[ASSIGNED TASK]:
Give back exactly the lines from the one containing "I'd really appreciate it if you could find the dog's whisker" through the end of the records, including both, and no others.

[DATA]:
════════════════════

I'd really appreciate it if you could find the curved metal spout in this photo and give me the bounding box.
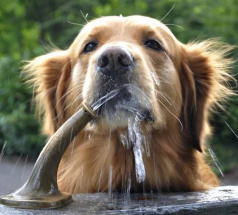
[0,103,97,209]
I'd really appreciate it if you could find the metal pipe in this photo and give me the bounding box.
[0,103,97,209]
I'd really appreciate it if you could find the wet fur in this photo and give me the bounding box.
[24,16,234,194]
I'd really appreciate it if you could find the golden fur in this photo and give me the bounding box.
[24,16,234,194]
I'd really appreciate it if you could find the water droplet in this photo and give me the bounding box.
[126,176,131,194]
[108,166,113,197]
[0,141,7,163]
[151,72,160,86]
[97,168,103,192]
[120,133,131,149]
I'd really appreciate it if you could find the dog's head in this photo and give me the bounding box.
[24,16,233,152]
[71,16,183,129]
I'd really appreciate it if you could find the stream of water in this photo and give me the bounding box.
[91,85,151,184]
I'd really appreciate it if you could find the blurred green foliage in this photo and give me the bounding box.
[0,0,238,170]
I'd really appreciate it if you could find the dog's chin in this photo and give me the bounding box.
[102,108,134,128]
[90,84,154,129]
[97,99,154,128]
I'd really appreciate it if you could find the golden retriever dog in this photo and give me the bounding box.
[24,16,233,194]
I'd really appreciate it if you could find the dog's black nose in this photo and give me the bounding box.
[96,47,134,77]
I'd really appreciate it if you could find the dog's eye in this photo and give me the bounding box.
[144,39,162,51]
[83,42,97,53]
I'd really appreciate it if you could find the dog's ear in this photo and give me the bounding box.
[23,50,71,135]
[180,40,234,152]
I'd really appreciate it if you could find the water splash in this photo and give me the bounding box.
[21,155,28,180]
[151,71,160,86]
[143,133,151,157]
[122,176,132,210]
[108,166,113,197]
[208,148,224,177]
[10,154,23,176]
[120,132,131,149]
[126,176,131,194]
[97,168,103,193]
[70,137,76,157]
[0,141,7,163]
[158,99,183,131]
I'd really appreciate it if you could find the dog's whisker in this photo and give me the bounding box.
[58,98,82,121]
[159,1,176,22]
[208,148,224,177]
[124,84,152,103]
[157,99,183,131]
[92,89,121,111]
[63,93,82,114]
[54,85,82,116]
[146,54,156,65]
[70,137,76,157]
[153,72,174,85]
[80,10,89,23]
[154,89,172,106]
[165,24,184,30]
[163,51,173,62]
[33,87,55,116]
[67,19,85,27]
[225,121,238,139]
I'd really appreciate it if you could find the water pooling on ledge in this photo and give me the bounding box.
[0,186,238,214]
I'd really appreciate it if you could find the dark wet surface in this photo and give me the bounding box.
[0,186,238,214]
[0,156,238,214]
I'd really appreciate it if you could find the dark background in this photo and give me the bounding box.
[0,0,238,175]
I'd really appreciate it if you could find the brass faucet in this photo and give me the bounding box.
[0,103,97,209]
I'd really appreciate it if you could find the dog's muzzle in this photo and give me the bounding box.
[92,46,154,123]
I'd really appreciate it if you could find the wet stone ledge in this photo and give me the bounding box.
[0,186,238,215]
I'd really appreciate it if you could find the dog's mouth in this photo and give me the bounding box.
[91,84,154,123]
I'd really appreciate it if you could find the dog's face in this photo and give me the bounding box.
[68,16,182,131]
[25,15,232,152]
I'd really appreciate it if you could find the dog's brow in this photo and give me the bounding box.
[86,27,106,37]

════════════════════

[SOLUTION]:
I'd really appreciate it if you could find the dog's whisker in this photo and give me the bounding box.
[58,98,82,121]
[159,1,176,22]
[208,148,224,177]
[124,84,152,103]
[157,99,183,131]
[92,89,121,111]
[63,93,82,114]
[54,85,82,116]
[146,54,156,65]
[70,137,76,157]
[153,72,174,85]
[80,10,89,23]
[154,89,172,106]
[165,24,184,30]
[163,51,173,62]
[33,87,55,116]
[67,19,85,27]
[225,121,238,139]
I'd really appreciate it if you could find the water pooling on ledge in this photo and give me the bounding box.
[0,186,238,214]
I'd really appreciate it if you could find the dark wet surface in this photo and give me the bounding box.
[0,186,238,214]
[0,156,238,214]
I'd really appreciate it if you could find the dark background in this photo and give me the bounding box.
[0,0,238,175]
I'd really appreciate it if you could find the brass faucet in this photo and give me the bounding box.
[0,103,97,209]
I'd really appreciate it if you could find the dog's muzzle in this photo and give me the bounding box.
[92,46,154,123]
I'd really appreciate it if you could find the wet stone ledge in this photo and give me the bounding box.
[0,186,238,215]
I'd really appreciate it if you could find the dog's mouth in this photo and give me the bounding box.
[91,84,154,123]
I'd really appreciate it if you could find the dog's face in this photo and give me the bounding box.
[68,16,182,131]
[25,15,232,152]
I'd really appreciate it if you could find the dog's brow in this photo and give me the bounding box.
[86,27,106,37]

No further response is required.